The extensive biases and principal-agent misalignment in the questionnaire responses by industry project management practitioners validate Hypothesis 1 and Hypothesis 2.
Data Analysis and Discussion—Project Performance and Forecasting
Analysis of offshore project cost and schedule performance outcomes found that their asymptotic distributions were fat-tailed with black swans and catastrophic dragon-king outliers, validating Hypothesis 3. Both cost and schedule distributions show significant overruns. We demonstrate the ability of clustering to identify black swans and dragon kings and the application of RCF to offshore project uplifts. We then demonstrate ML models for accurate project-specific overrun forecasting, validating Hypothesis 4.

● EXTRACTED RECORDS

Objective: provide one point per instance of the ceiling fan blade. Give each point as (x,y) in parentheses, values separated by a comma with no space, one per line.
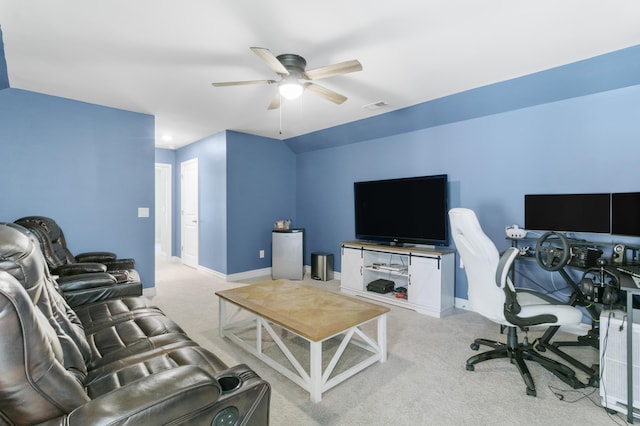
(335,69)
(270,59)
(275,102)
(328,94)
(240,83)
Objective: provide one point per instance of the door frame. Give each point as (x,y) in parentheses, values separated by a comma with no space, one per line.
(164,213)
(194,222)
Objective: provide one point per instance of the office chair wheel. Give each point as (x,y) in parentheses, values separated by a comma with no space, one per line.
(553,251)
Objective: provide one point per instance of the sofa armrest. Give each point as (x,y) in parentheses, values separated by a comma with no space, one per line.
(86,281)
(82,289)
(79,268)
(120,264)
(96,256)
(185,394)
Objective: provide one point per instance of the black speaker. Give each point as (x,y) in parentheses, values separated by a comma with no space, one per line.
(618,256)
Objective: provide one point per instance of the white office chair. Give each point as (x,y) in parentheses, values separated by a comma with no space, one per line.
(491,294)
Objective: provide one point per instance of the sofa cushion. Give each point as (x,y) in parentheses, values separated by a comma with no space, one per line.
(34,384)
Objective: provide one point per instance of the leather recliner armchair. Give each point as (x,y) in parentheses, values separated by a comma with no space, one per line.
(132,365)
(77,272)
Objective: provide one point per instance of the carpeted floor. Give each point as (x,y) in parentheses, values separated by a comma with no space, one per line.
(424,381)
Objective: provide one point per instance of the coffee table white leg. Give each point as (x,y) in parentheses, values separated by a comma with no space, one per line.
(315,367)
(382,337)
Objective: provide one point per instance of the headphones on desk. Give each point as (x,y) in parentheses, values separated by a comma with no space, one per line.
(610,294)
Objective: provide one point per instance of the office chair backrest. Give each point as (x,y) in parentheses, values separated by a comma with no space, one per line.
(479,257)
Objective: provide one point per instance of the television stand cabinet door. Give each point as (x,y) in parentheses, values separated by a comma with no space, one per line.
(425,274)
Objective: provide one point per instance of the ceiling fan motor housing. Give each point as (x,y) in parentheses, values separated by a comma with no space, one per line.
(293,62)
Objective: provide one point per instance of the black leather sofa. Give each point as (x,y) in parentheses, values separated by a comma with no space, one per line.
(66,265)
(118,361)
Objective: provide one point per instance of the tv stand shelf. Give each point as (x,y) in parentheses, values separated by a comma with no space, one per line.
(427,274)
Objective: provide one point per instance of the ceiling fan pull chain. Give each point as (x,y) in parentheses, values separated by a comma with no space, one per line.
(280,114)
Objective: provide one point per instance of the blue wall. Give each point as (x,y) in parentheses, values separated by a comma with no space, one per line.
(4,74)
(261,189)
(245,183)
(86,166)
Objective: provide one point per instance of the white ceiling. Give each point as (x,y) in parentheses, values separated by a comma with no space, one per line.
(159,56)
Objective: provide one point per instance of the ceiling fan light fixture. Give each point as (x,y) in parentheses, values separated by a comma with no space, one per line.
(290,88)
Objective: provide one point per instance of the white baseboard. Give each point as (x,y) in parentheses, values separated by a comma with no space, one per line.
(462,304)
(249,274)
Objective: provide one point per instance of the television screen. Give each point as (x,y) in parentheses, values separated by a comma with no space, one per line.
(568,212)
(625,213)
(408,210)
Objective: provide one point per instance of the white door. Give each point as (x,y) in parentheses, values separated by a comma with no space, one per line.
(163,210)
(189,212)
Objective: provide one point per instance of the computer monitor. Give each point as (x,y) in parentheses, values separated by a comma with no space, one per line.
(625,213)
(568,212)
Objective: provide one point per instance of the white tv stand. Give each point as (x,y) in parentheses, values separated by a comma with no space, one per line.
(426,273)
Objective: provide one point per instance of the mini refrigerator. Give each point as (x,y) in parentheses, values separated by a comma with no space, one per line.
(287,254)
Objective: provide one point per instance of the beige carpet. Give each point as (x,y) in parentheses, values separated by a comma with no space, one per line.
(424,381)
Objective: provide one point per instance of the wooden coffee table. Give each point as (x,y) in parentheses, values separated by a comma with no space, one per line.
(311,313)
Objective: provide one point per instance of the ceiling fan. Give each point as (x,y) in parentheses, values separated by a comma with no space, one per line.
(294,79)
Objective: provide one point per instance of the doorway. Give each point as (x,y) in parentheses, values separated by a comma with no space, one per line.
(189,212)
(163,177)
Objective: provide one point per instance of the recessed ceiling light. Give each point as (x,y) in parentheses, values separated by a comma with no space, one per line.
(376,105)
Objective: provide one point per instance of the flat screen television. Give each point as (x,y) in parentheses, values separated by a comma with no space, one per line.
(399,211)
(568,212)
(625,213)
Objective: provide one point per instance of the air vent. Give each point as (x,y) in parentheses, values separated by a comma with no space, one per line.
(376,105)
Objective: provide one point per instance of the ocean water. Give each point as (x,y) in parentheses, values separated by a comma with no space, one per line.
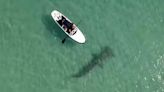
(33,59)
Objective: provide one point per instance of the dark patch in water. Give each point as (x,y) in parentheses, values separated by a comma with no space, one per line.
(98,59)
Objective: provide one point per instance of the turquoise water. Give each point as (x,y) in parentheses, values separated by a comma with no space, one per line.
(33,59)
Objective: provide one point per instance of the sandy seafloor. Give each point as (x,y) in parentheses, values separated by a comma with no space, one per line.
(33,59)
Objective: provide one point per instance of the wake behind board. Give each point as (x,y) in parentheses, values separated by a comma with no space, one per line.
(73,33)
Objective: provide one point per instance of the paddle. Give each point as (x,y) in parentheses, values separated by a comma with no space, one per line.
(64,39)
(67,36)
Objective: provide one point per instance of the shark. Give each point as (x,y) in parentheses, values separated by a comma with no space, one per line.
(97,60)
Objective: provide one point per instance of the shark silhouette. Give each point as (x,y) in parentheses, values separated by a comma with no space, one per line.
(97,60)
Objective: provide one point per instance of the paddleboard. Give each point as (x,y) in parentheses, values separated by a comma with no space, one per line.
(68,26)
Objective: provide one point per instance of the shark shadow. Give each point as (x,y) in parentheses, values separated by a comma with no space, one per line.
(97,60)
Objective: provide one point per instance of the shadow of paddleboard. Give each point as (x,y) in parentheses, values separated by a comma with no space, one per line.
(97,60)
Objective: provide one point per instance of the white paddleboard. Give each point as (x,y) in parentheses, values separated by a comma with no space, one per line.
(75,33)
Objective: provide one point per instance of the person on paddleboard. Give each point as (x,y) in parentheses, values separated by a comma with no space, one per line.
(68,26)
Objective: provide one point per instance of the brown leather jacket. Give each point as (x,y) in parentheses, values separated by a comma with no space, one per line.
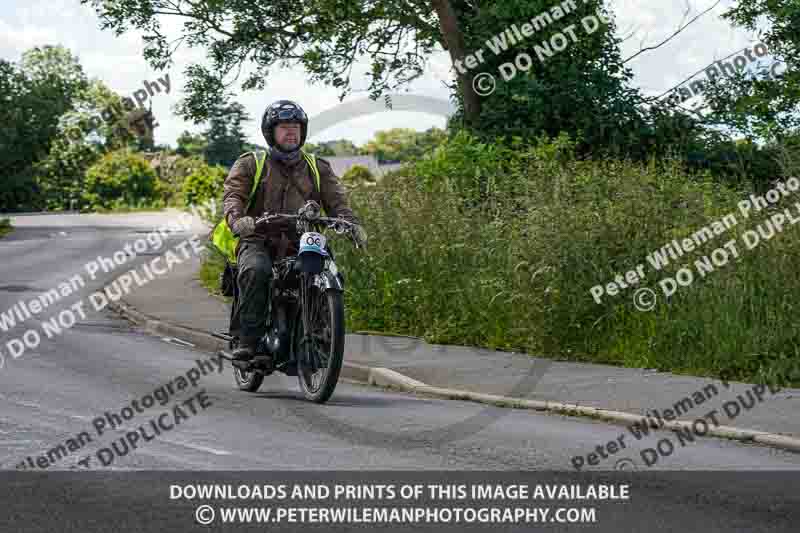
(285,188)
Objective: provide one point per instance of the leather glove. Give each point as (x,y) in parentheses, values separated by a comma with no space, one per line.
(244,226)
(360,236)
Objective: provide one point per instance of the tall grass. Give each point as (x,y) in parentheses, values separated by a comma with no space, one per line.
(5,227)
(486,246)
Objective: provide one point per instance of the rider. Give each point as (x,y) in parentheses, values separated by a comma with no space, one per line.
(287,183)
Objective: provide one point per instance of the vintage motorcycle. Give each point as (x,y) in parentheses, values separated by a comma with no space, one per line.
(305,317)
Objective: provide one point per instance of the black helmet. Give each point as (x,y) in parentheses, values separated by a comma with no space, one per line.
(283,111)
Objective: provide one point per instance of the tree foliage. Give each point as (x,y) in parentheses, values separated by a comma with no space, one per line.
(403,144)
(121,179)
(326,37)
(357,175)
(225,135)
(37,92)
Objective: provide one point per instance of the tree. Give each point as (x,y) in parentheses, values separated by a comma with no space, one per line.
(326,37)
(402,144)
(762,107)
(225,135)
(191,144)
(357,175)
(121,179)
(37,92)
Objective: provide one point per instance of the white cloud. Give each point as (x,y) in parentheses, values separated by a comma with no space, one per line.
(119,63)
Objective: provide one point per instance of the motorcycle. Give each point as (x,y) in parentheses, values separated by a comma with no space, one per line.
(305,317)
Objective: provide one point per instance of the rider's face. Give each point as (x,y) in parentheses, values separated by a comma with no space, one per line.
(288,135)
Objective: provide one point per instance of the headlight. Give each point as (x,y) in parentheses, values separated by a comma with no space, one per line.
(333,268)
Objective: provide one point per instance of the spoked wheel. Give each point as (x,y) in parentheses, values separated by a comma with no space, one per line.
(319,355)
(248,381)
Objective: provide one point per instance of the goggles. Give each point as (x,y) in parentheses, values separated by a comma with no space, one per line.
(292,114)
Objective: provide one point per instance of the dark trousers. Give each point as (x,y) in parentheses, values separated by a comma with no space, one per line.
(254,280)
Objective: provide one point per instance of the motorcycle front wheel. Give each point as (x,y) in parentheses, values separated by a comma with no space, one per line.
(320,353)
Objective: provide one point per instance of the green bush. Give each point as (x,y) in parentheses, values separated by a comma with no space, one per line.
(514,270)
(121,179)
(357,175)
(172,172)
(203,184)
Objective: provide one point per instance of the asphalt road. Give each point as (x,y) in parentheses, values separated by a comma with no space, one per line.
(55,392)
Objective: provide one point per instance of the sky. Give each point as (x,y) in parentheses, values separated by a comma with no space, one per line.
(119,63)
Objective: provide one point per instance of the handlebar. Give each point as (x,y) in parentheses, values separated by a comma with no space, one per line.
(308,216)
(339,225)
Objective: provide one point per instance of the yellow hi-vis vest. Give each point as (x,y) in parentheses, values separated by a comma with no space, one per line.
(222,238)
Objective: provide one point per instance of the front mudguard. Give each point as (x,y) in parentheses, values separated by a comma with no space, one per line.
(326,280)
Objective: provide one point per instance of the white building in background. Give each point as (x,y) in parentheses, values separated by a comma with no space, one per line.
(341,164)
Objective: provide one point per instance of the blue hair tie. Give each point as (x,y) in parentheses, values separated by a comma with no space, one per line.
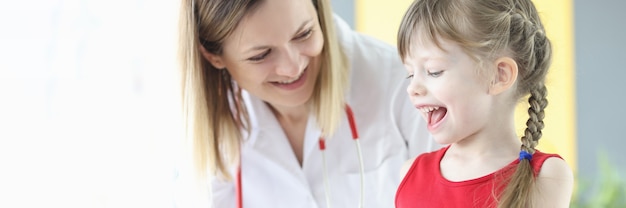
(525,155)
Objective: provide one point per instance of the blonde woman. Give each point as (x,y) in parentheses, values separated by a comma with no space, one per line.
(270,90)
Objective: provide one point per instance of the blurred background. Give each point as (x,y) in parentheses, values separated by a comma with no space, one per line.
(89,97)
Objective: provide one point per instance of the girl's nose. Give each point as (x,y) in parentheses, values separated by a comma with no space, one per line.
(416,88)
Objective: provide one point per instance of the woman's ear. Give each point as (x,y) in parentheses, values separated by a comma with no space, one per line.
(505,76)
(215,60)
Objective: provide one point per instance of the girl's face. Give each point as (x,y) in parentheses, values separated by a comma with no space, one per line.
(274,52)
(446,87)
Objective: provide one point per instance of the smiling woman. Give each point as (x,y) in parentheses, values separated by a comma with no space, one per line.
(89,110)
(266,85)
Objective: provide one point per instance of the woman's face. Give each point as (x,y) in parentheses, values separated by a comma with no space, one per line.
(274,52)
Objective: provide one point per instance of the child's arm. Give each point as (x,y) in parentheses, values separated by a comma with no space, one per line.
(555,184)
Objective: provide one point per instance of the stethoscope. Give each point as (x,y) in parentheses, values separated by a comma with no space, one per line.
(322,146)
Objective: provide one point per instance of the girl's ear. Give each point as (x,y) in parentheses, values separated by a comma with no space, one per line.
(215,60)
(505,76)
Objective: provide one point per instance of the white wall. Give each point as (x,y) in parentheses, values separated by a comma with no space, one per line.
(88,109)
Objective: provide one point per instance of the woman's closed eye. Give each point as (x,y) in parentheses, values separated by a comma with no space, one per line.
(435,73)
(260,57)
(304,35)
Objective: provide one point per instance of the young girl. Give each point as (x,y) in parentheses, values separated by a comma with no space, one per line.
(469,63)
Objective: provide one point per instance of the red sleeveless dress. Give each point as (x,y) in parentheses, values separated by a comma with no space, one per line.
(423,185)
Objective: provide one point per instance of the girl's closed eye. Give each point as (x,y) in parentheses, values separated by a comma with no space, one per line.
(260,57)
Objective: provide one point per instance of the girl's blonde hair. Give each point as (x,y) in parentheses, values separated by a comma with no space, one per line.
(214,113)
(486,29)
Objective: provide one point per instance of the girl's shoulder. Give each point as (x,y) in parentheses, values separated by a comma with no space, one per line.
(554,181)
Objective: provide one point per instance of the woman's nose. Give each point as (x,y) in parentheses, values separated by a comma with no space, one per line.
(289,63)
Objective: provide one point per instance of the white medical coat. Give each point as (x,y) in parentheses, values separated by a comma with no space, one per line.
(390,131)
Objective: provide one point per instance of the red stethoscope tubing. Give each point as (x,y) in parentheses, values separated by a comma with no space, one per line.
(322,146)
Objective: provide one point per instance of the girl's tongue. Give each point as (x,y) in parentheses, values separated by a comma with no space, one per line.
(437,115)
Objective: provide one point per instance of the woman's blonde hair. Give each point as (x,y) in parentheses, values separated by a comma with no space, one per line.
(486,29)
(214,113)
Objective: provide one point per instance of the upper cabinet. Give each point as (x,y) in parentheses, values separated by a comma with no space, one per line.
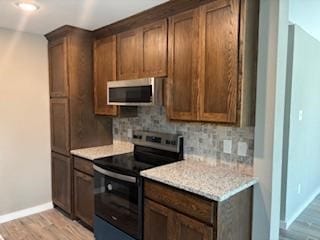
(154,49)
(212,64)
(208,51)
(219,30)
(142,52)
(129,54)
(183,66)
(104,71)
(58,68)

● PROBLEMS AND TASKS
(a) Can you copy the offshore project performance passage from "The extensive biases" up to and including "validating Hypothesis 4."?
(b) What comes next in the passage on offshore project cost and schedule overruns? Write its continuation, starting after the last sentence shown.

● EXPECTED ANSWERS
(a)
The extensive biases and principal-agent misalignment in the questionnaire responses by industry project management practitioners validate Hypothesis 1 and Hypothesis 2.
Data Analysis and Discussion—Project Performance and Forecasting
Analysis of offshore project cost and schedule performance outcomes found that their asymptotic distributions were fat-tailed with black swans and catastrophic dragon-king outliers, validating Hypothesis 3. Both cost and schedule distributions show significant overruns. We demonstrate the ability of clustering to identify black swans and dragon kings and the application of RCF to offshore project uplifts. We then demonstrate ML models for accurate project-specific overrun forecasting, validating Hypothesis 4.

(b)
Cost and schedule performance for offshore O&G projects in our sample are shown in Table 10; average cost overrun is +32.8%, schedule overrun is +25.6%, 82% of 130 projects were late, and 80% of 106 projects were over budget. This is comparable with Merrow’s (2011) study, which looked at 318 industrial megaprojects, including 130 O&G projects, of which 78% showed cost overruns of +33% and schedule slippage of 30%. EY (2014) reported an average +23% cost overruns for O&G upstream and downstream megaprojects, with 64% of 205 projects facing cost overruns and 73% of 242 projects reporting delays. This performance compares favorably with average cost overruns of +107.2% and schedule overruns of +37.3% reported for large IT projects by Budzier and Flyvbjerg (2013). However, cost overruns in our dataset amounted to about US$83 billion, and schedule slippage had severe cost implications, indicating the issue's seriousness.
Project Outcomes
We identified outlier projects using the conventional definition of 1.5 inter-quartile ranges from the IQR boxes (Figure 8), similar to Budzier and Flyvbjerg (2013). This resulted in three schedule overrun outliers (2.3% of sample) and six cost overrun outliers (5.7% of sample). Case analysis revealed nothing materially unique about fat-tail outlier projects, keeping with Budzier and Flyvbjerg’s (2013) findings for IT projects.
Box plots of overrun data.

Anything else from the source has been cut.